### TASK TO CARRY OUT
Copy the entries below word for word, leaving out the pictures.

### RECORDS
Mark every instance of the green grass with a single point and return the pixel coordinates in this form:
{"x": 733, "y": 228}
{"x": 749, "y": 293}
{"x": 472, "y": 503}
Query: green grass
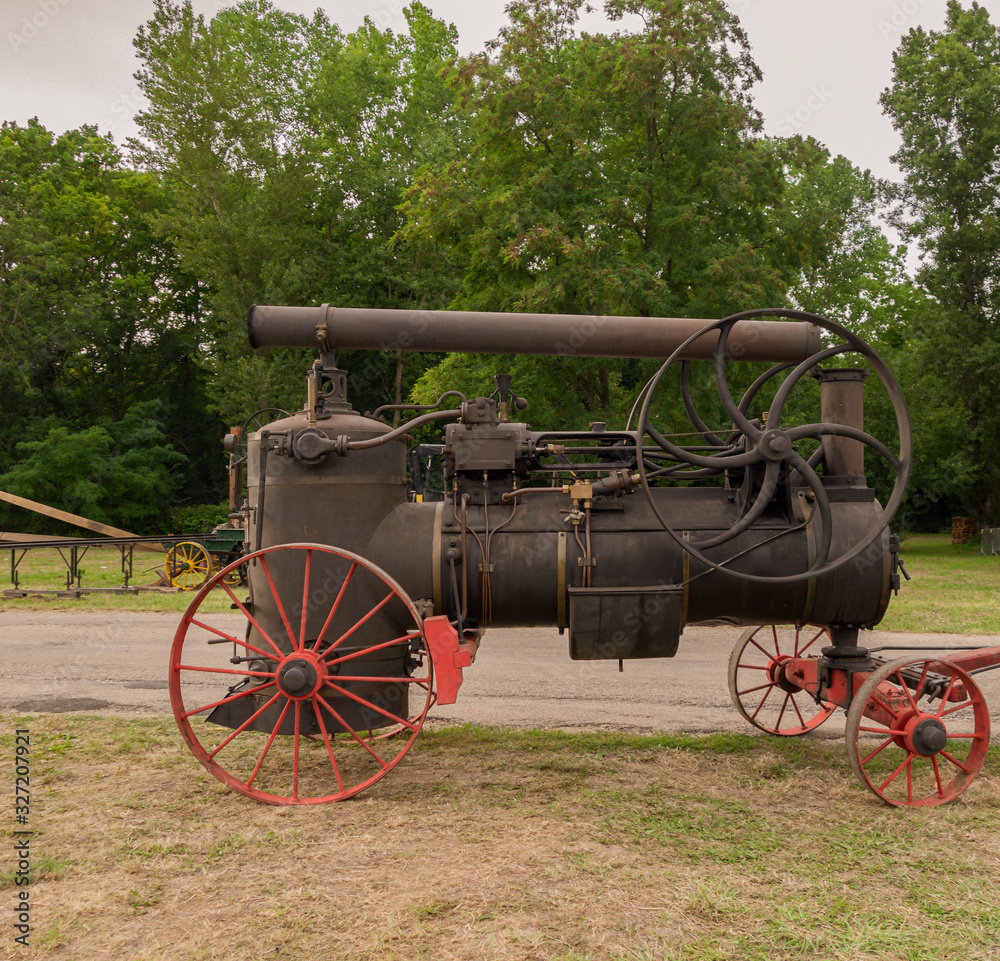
{"x": 954, "y": 589}
{"x": 607, "y": 847}
{"x": 46, "y": 570}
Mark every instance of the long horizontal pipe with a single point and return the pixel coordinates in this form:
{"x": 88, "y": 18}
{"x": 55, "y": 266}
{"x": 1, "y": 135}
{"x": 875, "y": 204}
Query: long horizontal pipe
{"x": 491, "y": 332}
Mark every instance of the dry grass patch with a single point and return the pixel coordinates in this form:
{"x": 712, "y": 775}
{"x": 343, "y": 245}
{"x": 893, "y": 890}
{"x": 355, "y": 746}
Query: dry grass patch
{"x": 497, "y": 844}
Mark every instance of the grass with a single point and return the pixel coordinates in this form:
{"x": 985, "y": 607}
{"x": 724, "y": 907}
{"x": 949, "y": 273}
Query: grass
{"x": 45, "y": 569}
{"x": 619, "y": 847}
{"x": 954, "y": 588}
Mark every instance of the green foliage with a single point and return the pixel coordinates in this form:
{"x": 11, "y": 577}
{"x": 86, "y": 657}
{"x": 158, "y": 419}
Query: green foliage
{"x": 620, "y": 174}
{"x": 945, "y": 104}
{"x": 96, "y": 313}
{"x": 121, "y": 472}
{"x": 287, "y": 146}
{"x": 197, "y": 518}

### FINISHED ANSWER
Mark every instance of the green grass with a single point and return the pixel coordinates in this form:
{"x": 733, "y": 228}
{"x": 749, "y": 293}
{"x": 472, "y": 503}
Query: green grass
{"x": 954, "y": 589}
{"x": 607, "y": 847}
{"x": 46, "y": 570}
Mark every instance of the long horizontal pipe with a single point and return the pixel coordinates in this form:
{"x": 88, "y": 18}
{"x": 55, "y": 266}
{"x": 1, "y": 135}
{"x": 875, "y": 204}
Query: long horizontal pipe
{"x": 491, "y": 332}
Mark every instance of the dry grass patch with a single point and return the pixel coordinates in this form:
{"x": 712, "y": 775}
{"x": 343, "y": 245}
{"x": 893, "y": 890}
{"x": 355, "y": 746}
Query: dry grass patch
{"x": 497, "y": 844}
Mark every instance of the grass with a single point and return the pixel coordinates in this form:
{"x": 985, "y": 607}
{"x": 724, "y": 907}
{"x": 949, "y": 273}
Query: grass
{"x": 45, "y": 569}
{"x": 619, "y": 847}
{"x": 954, "y": 588}
Mark every instance of the green foliage with a single point and return the pixel coordinates in this form:
{"x": 11, "y": 577}
{"x": 86, "y": 657}
{"x": 158, "y": 419}
Query: green foliage
{"x": 620, "y": 174}
{"x": 945, "y": 104}
{"x": 96, "y": 313}
{"x": 121, "y": 472}
{"x": 287, "y": 146}
{"x": 197, "y": 518}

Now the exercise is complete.